**Set task**
Count the lines in the records below that contain the string "glass", and reply with that number alone.
>> Start
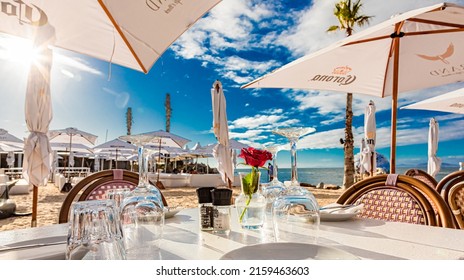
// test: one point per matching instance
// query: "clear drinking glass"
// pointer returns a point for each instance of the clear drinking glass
(272, 189)
(295, 211)
(142, 211)
(296, 216)
(293, 134)
(94, 231)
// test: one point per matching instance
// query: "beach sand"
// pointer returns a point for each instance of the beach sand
(50, 200)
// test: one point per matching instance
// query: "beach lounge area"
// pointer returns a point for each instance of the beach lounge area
(106, 164)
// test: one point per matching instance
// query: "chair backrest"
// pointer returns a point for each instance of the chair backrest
(455, 201)
(398, 198)
(94, 187)
(445, 184)
(423, 176)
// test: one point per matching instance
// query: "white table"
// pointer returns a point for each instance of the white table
(367, 239)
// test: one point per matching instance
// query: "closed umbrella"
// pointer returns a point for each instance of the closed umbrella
(370, 136)
(434, 163)
(414, 50)
(38, 114)
(222, 152)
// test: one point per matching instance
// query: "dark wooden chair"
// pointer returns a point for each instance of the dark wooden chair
(94, 187)
(399, 198)
(423, 176)
(455, 201)
(445, 184)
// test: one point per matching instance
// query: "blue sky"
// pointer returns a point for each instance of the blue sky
(236, 42)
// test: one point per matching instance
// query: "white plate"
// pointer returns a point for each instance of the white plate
>> End
**Solution to this task**
2